- [Task to complete]
Reproduce the listing exactly, with no pictures in your copy.

- [Input data]

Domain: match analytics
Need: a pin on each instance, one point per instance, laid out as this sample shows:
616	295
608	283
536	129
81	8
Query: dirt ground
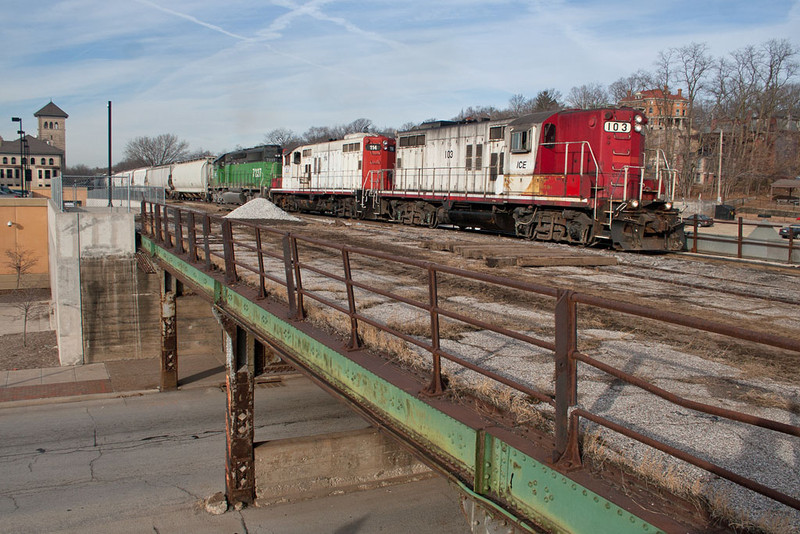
34	351
40	350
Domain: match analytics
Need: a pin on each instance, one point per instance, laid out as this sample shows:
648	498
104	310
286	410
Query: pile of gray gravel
261	209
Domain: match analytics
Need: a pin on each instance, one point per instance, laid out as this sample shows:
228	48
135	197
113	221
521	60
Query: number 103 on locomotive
617	127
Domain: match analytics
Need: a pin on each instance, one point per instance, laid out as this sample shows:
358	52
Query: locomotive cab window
549	136
520	142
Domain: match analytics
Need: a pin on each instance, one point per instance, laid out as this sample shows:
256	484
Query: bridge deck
531	473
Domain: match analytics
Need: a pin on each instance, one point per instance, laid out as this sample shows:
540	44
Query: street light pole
21	154
719	172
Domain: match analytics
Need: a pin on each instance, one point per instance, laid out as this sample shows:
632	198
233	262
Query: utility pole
21	154
109	154
719	172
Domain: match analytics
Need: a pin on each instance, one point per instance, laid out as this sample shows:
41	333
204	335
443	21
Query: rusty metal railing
790	245
166	224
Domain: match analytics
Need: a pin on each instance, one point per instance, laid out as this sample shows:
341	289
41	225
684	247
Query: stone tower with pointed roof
52	126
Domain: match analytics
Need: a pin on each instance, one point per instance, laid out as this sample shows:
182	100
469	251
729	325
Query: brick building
662	108
41	157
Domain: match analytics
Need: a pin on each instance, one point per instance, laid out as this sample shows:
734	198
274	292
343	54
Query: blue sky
222	74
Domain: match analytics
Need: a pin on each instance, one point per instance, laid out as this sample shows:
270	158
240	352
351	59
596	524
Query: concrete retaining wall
106	308
316	466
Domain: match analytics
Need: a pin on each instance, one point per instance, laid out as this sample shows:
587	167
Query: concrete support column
170	290
240	352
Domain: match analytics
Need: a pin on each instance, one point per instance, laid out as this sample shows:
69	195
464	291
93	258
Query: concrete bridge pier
171	288
240	356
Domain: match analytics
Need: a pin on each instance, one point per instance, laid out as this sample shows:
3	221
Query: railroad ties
520	254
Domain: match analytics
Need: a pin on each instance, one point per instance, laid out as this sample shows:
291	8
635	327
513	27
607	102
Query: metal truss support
171	288
240	351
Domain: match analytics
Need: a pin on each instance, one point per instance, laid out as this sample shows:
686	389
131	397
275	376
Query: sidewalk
118	376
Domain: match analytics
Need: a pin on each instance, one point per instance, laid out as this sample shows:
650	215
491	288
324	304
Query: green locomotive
247	173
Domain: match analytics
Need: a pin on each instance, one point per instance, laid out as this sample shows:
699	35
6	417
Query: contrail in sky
194	20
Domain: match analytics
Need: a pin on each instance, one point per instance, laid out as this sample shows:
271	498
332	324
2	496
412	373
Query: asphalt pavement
123	461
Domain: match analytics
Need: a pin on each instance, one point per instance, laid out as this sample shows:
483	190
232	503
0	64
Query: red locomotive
575	176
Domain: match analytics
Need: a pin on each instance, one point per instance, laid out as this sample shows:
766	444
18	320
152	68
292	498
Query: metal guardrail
735	245
177	229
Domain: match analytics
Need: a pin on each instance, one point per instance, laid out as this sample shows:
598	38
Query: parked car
792	229
702	220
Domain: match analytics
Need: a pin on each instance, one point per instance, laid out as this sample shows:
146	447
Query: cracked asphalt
146	463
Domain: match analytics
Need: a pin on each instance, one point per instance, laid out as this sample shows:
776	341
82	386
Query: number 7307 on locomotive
575	176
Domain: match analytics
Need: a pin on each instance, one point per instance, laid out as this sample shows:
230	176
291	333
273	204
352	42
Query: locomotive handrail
562	394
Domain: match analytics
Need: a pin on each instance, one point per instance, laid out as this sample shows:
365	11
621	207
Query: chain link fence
73	192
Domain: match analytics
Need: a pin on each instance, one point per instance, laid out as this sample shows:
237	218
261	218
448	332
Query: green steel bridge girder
513	484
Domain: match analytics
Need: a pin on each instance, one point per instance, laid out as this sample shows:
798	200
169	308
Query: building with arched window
43	157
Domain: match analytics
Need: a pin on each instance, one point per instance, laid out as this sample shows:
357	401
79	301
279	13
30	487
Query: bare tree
519	104
21	260
752	90
693	66
587	96
281	137
316	134
547	100
359	126
623	87
160	150
478	112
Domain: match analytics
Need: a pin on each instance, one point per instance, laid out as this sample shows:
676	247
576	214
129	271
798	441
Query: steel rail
565	347
692	459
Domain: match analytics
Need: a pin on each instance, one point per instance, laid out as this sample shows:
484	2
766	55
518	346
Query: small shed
786	191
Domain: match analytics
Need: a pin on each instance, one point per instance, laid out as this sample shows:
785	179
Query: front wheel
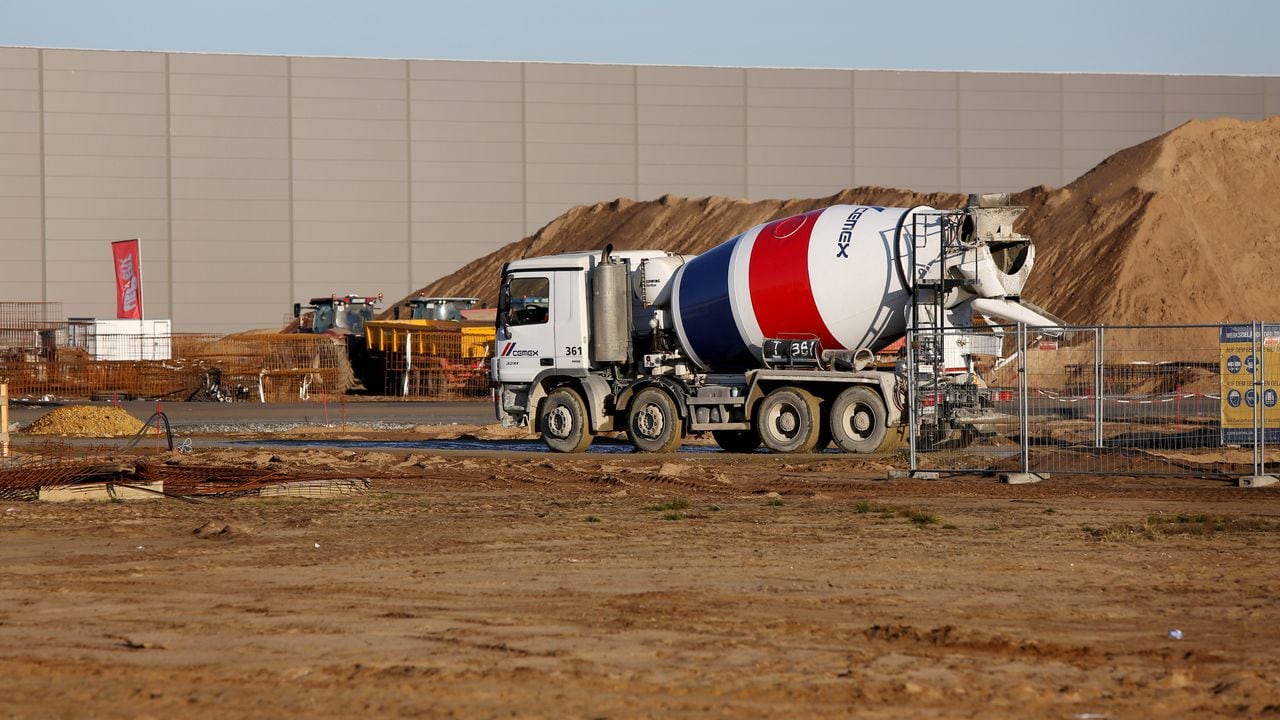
787	420
654	423
562	422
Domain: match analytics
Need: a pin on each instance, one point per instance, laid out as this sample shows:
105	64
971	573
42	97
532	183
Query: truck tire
736	441
562	420
787	420
654	423
858	420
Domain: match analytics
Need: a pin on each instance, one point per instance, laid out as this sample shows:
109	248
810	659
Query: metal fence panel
1155	400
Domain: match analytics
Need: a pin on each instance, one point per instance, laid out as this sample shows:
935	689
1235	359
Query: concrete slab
1023	478
101	492
316	488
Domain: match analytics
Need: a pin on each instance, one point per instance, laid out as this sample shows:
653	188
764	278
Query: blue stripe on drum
704	315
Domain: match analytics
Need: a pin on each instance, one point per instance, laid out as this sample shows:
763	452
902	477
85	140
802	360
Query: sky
1111	36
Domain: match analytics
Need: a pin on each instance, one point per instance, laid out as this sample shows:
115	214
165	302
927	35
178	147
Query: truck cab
451	309
336	314
552	343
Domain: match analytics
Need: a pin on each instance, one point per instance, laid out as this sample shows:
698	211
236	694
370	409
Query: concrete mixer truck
768	337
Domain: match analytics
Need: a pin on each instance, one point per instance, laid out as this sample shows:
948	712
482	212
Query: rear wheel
736	441
654	423
858	420
787	420
562	422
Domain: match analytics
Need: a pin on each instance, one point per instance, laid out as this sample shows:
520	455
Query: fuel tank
841	276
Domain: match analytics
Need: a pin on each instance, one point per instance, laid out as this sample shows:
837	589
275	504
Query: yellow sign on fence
1251	374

- [Result of the task]
Domain: match analytics
Need: a pin on each instance, one point per instance, laid out as this sample shows:
616	295
608	283
536	129
81	8
Query: dirt ground
34	351
40	350
Domain: match analytics
Need: a pin on each instance, one point per instance, laid out as this sample shows:
648	498
104	310
286	410
Query: pile of gray gravel
261	209
Domain: match analytics
Need: a pin on each instance, one point per instance, laid out as this sample shows:
228	48
135	197
113	221
521	60
Query: number 103 on locomotive
617	127
Domain: match analytics
Need: a pin on each instance, one point per instance, laid out as this sample shows:
358	52
Query: locomotive cab window
549	136
520	142
Domain: match analytics
Need: a pin on each instance, one point per instance, laid out as this sample shows:
256	484
Query: bridge deck
531	473
Domain: match analytics
Need: a pin on each instance, one point per instance, laid out as this sample shows:
540	44
Query: street light pole
21	154
719	172
Domain: match analytics
Need: a pin on each instance, one point per instance, laid out as this sample shows:
632	198
233	262
Query: utility pole
21	154
109	154
719	172
Domain: match analytics
Need: a pin on each instance, one point per instance, laid out as this sample shows:
41	333
204	335
443	21
Query: rusty metal railing
790	245
166	224
Domain: match analytics
Need: a pin on each instance, one point per instance, laid out as this sample shows:
341	289
41	225
684	247
Query: stone tower with pointed roof
52	126
Domain: match analytics
Need: a pin on each instance, one point per instance, laid out as this sample shows:
182	100
469	251
729	325
Query: brick building
662	108
41	157
Domain: match analytics
Need: a pin on each instance, one point per instance, laid out as this sample shows:
734	198
274	292
343	54
Query: blue sky
222	74
Domain: match analytics
Need: a pin on each instance, one point per instance, laid out as this sample shows:
270	158
240	352
351	59
596	524
Query: concrete retaining wall
106	308
316	466
Domain: match analytics
Need: a pin on each instance, one point per instance, laid out as this sample shows:
587	167
Query: concrete support column
170	290
240	352
Domain: match analytics
Need: a pin on each instance, one point per instance, laid out as this sample shows:
69	195
464	291
93	258
Query: concrete bridge pier
171	288
240	356
Domain: match analytics
Need: a pin on each instance, one point per instance, laid out as this sample shows:
3	221
Query: railroad ties
520	254
Domain: match analytics
Need: a pin on each instance, one point per instance, laid out as this sample shows:
291	8
635	327
513	27
607	102
Query: metal truss support
171	288
240	351
Domain: match analytics
Need: a pin on each instance, one point per instance, laid out as this sample shows:
686	389
131	397
275	376
Query: sidewalk
118	376
Domain: match analytics
Need: a pin on each instance, one point per instance, laid out as this sample shows:
650	215
491	288
324	304
Query: green locomotive
247	173
Domain: match analytics
Need: a pin on each instance, one point per instance, laid out as this sample shows:
699	35
6	417
Query: contrail in sky
194	20
Domain: match analytics
Need: a pin on each instance, one point per instance, laid out as this sample shows:
271	498
332	324
2	496
412	373
Query: asphalt pavement
123	461
Domain: match analytics
Need: a pin on each instance, one point per instance, laid out as this sample shows:
483	190
232	503
0	64
Query: red locomotive
575	176
Domain: match analytics
Need: a pin on each instance, one point per instance, laid out as this sample shows:
766	444
18	320
152	68
292	498
Query: metal guardrail
735	245
177	229
Domain: match analytics
Need: a pin on each instance, one point per instance, laid out as this sample shows:
598	38
Query: parked car
792	229
702	220
Domain: match analytics
Need: a pin on each instance, one point per instance, laid out as this sample shows:
146	447
Query: cracked asphalt
146	463
Domain: match analytics
Need: a pin on each instance, one point per instance, laid out as this sample shows:
776	341
82	386
Query: number 7307 on locomotive
575	176
Domain: match analytics
Need: a pin on each instance, one point per instance, laid out as this sample shows:
230	176
291	333
273	204
352	42
Query: locomotive handrail
562	394
Domain: match analytics
Need: a pin on each instance, one point per instance, laid out as this sample shows:
365	11
621	207
Query: chain link fence
73	192
Domain: match analytics
Need: a pin on each instance, one point per instance, laid out as this sample shows:
237	218
261	218
448	332
Query: green steel bridge girder
513	484
Domain: match analytics
Need: a pin on each instance, one point per instance, laid out as this sample shows:
798	200
169	308
Query: building with arched window
43	157
Domain: match analytics
Need: a pin on each instance, one point per instance, laid out as this sample shows:
357	401
79	301
279	13
30	487
Query: bare tree
519	104
21	260
752	90
693	66
587	96
281	137
316	134
547	100
359	126
623	87
160	150
478	112
Domain: match analytics
Need: a pin on each instance, one point per instance, laid out as this sample shows:
676	247
576	214
129	271
798	441
Query: steel rail
565	347
692	459
Domain: match analytics
Need: a pin on each instance, one point per instance, laid out as this sample shows:
484	2
766	55
518	346
Query: small shed
786	191
Domain: match analytics
Need: a pin on each instance, one point per instance, laid out as this sample shows:
785	179
Query: front wheel
787	420
654	423
562	422
Domain: match analytics
Need: a pin on each instance, one point per instance, laid out as this sample shows:
105	64
971	573
42	97
532	183
Query: truck tire
736	441
562	420
787	420
654	423
858	420
Domain: match analytics
Need: a pin on each instance, one point per instance, laid out as this sample shows:
109	248
810	659
Query: metal fence panel
1155	400
Domain: match analytics
Need: a pin on each instance, one point per instance, laid out as this sample shows:
935	689
1235	359
Query: concrete slab
1023	478
101	492
316	488
Domain: match analytics
Need: a pin on each instance, one point per instance, laid out as this sample shows:
653	188
764	278
Query: blue stripe on drum
704	315
Domain: match analytics
Need: a pin on each instance, one point per instance, laid out as this sample shows:
763	452
902	477
85	140
802	360
Query: sky
1111	36
Domain: match analytics
Need: a pin on each instance, one point per instance, laid out as this sample shows:
115	214
165	302
927	35
178	147
Query: truck cab
451	309
336	314
552	343
Domain: match analytics
Need: a pin on each instance, one point per instance, laid out as this sample shows:
698	211
236	694
370	409
Query: concrete mixer truck
768	337
Domain: match analytics
Need: a pin on each instance, one point per instance, laid out as this sample shows:
948	712
482	212
Query: rear wheel
736	441
654	423
858	420
787	420
562	422
Domain: match analytics
Need: a pin on each instance, one point per instance, laid out as this sample shows:
520	455
Query: fuel tank
841	276
Domain: match analytics
Need: a pin on each instance, one point per instance, laid out as this sample shows:
837	589
275	504
Query: yellow sign on fence
1251	374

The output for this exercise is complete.